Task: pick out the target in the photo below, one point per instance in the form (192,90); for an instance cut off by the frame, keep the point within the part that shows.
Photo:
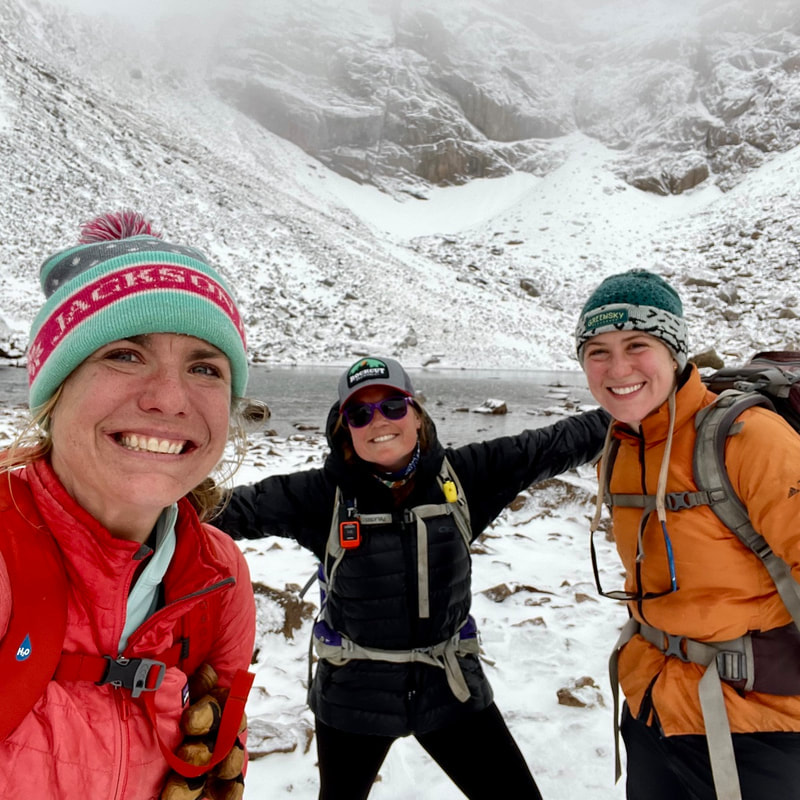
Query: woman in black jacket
(391,516)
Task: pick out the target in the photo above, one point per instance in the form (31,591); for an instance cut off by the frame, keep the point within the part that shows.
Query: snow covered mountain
(524,150)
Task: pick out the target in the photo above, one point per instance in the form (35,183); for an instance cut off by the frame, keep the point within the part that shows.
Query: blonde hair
(34,442)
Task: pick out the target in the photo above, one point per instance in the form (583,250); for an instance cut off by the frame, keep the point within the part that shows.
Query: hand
(199,723)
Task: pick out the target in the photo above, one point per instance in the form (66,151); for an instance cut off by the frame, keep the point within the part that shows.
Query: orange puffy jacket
(89,741)
(724,590)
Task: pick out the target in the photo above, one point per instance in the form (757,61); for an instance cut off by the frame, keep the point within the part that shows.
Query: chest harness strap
(338,650)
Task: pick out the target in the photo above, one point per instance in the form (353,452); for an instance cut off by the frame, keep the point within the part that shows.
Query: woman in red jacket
(693,590)
(135,362)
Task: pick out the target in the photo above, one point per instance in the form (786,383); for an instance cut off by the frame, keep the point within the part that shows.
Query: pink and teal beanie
(123,280)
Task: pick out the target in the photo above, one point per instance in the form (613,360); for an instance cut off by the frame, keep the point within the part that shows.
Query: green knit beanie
(636,300)
(122,280)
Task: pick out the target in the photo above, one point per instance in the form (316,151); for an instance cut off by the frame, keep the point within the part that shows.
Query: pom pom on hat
(123,281)
(115,225)
(635,300)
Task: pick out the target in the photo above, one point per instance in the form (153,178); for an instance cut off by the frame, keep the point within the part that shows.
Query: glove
(199,724)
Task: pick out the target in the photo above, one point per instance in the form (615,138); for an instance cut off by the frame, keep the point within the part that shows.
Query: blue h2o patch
(24,650)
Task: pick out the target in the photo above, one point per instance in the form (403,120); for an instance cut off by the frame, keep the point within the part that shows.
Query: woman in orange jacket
(691,730)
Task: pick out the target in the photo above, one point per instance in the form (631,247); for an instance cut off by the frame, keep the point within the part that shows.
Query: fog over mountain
(441,181)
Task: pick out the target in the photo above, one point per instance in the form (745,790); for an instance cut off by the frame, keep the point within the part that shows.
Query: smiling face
(387,443)
(139,424)
(629,373)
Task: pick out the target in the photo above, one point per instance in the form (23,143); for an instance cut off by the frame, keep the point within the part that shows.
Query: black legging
(677,767)
(478,754)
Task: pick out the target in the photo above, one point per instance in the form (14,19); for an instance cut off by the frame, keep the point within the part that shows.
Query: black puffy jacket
(375,600)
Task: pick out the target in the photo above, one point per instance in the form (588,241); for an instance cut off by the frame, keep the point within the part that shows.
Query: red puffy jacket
(90,741)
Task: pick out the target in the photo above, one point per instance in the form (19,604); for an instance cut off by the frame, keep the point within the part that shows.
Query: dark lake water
(301,396)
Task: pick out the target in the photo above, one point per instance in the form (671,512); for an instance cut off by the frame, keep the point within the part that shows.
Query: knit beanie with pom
(123,280)
(636,300)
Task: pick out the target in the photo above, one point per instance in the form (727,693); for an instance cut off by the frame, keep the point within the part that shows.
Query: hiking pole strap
(628,632)
(228,727)
(736,656)
(718,735)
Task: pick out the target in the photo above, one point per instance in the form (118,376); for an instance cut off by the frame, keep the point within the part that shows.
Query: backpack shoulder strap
(31,647)
(715,423)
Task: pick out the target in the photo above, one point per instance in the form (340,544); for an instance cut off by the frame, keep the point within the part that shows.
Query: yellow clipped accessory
(450,491)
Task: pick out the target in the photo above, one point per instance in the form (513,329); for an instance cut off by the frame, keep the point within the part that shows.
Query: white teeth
(150,444)
(625,389)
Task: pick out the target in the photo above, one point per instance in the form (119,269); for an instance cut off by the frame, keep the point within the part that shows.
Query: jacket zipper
(170,607)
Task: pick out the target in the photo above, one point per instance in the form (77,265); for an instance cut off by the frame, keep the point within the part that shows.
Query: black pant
(677,767)
(478,754)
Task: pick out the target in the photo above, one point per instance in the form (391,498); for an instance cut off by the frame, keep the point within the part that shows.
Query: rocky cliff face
(418,93)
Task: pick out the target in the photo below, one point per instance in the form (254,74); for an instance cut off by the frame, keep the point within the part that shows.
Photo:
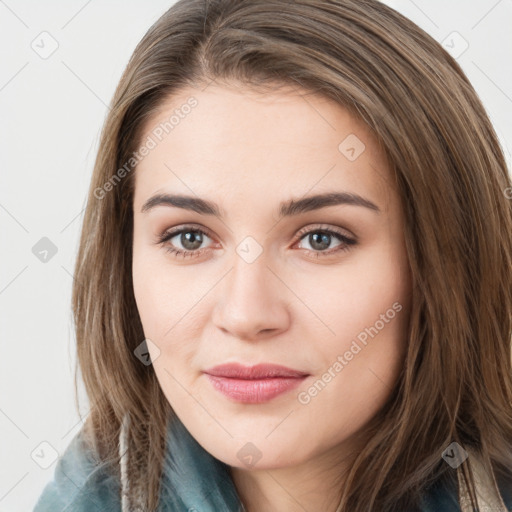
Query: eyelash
(346,242)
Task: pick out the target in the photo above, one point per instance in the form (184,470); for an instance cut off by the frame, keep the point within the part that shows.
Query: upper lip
(259,371)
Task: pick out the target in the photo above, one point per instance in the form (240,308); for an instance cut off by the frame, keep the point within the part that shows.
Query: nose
(251,303)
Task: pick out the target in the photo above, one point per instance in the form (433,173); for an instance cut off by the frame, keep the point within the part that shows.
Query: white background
(51,113)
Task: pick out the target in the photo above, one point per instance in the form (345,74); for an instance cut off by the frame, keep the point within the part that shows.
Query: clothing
(194,481)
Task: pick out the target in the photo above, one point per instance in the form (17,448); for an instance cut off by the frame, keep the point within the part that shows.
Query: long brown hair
(453,181)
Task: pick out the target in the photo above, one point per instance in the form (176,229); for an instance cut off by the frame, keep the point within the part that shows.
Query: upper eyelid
(172,232)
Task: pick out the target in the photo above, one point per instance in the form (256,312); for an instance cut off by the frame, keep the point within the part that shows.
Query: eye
(189,237)
(320,238)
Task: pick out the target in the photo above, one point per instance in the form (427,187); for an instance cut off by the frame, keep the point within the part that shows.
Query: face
(318,286)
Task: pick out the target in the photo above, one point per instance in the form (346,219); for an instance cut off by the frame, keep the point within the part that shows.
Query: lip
(253,384)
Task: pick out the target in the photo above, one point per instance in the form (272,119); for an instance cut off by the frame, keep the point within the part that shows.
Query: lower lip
(254,391)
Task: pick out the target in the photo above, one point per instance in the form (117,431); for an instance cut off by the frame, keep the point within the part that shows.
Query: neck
(315,485)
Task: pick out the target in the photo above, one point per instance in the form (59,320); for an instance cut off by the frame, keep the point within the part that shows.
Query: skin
(247,152)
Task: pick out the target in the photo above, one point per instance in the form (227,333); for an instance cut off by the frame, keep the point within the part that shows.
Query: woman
(293,288)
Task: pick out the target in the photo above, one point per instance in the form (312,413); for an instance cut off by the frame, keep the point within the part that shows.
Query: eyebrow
(286,209)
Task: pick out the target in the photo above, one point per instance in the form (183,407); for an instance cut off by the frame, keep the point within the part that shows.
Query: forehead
(225,140)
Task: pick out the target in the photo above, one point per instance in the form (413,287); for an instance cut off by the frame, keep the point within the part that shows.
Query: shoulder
(450,493)
(80,483)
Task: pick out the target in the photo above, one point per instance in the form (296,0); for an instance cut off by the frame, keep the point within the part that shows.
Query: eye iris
(320,241)
(195,238)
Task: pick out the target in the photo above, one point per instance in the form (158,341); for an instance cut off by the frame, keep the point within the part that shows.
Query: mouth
(254,384)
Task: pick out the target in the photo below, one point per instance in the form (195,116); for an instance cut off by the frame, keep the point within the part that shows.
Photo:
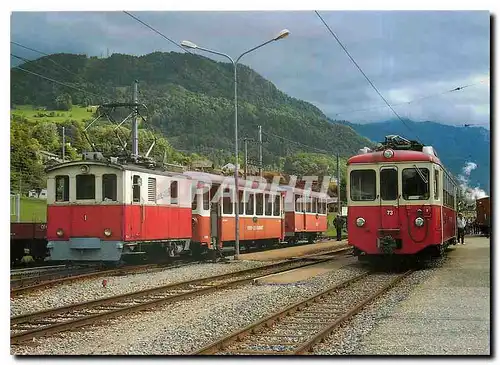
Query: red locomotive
(483,217)
(106,211)
(401,200)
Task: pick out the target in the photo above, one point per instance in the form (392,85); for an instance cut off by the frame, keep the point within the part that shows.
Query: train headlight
(419,221)
(388,153)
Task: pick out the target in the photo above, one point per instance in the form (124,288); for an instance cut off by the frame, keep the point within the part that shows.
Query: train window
(241,202)
(136,189)
(85,187)
(227,205)
(389,184)
(206,200)
(249,205)
(151,189)
(277,206)
(62,188)
(298,207)
(436,184)
(109,187)
(174,192)
(259,204)
(363,185)
(416,184)
(269,204)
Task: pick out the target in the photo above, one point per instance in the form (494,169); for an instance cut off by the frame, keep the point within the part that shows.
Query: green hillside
(190,101)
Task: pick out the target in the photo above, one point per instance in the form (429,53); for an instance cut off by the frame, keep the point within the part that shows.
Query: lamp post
(284,33)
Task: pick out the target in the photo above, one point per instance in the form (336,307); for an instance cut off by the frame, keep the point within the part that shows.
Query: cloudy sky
(407,55)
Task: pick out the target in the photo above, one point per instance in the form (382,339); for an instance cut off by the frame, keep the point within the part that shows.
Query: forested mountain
(455,145)
(190,101)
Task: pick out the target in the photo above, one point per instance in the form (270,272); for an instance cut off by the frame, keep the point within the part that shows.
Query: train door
(389,198)
(138,213)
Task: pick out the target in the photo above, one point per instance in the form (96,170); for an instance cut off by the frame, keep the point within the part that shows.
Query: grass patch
(57,116)
(32,210)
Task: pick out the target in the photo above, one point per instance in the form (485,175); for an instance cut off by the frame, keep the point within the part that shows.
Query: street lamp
(187,44)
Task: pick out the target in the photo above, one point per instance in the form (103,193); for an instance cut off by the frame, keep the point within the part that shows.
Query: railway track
(28,326)
(297,328)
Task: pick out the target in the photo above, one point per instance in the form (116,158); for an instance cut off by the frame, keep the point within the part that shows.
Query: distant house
(34,194)
(203,165)
(48,157)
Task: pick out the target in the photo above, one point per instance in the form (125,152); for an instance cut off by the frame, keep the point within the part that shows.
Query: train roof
(399,156)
----------------------------------------
What the exercise asks
Take the line with "the form (485,175);" and all lines after it through the end of the records, and write them out exactly; include nothing else.

Full response
Task: pick out the target in the photo above, one point per instance in the form (485,175); for an instance cut off by the frame, keep the point within the part that shows.
Query: street lamp
(187,44)
Task: pick out the target in the photo above, one point per instance in the form (103,193); for an instance cut off by the frame, keep the point within the part that shows.
Query: railway track
(28,326)
(297,328)
Task: pick out the target in the photo above, one point per instance in the form (116,158); for an instance cut off by the frame, keep the point within the part that shows.
Query: distant house
(34,194)
(203,165)
(48,157)
Task: pick out the target in the photo above, one point per instance in the form (125,152); for an instance cut off by the frame, keep the point within the part that shows.
Query: train roof
(399,156)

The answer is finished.